▶ Given request: Can you repeat each of the lines below word for word, without changing or leaving out anything?

begin Data supplied

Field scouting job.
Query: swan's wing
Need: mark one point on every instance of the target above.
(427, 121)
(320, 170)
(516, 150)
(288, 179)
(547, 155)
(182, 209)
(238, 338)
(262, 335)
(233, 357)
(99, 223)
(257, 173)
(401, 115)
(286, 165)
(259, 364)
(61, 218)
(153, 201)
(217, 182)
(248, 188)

end Data supplied

▶ Complete response:
Field scouting job.
Query: swan's wing
Need: mark one point on every instance of the target above.
(427, 121)
(320, 170)
(516, 150)
(288, 179)
(547, 155)
(182, 209)
(238, 338)
(262, 335)
(233, 357)
(99, 223)
(257, 173)
(401, 115)
(286, 165)
(259, 364)
(61, 218)
(153, 201)
(217, 182)
(248, 188)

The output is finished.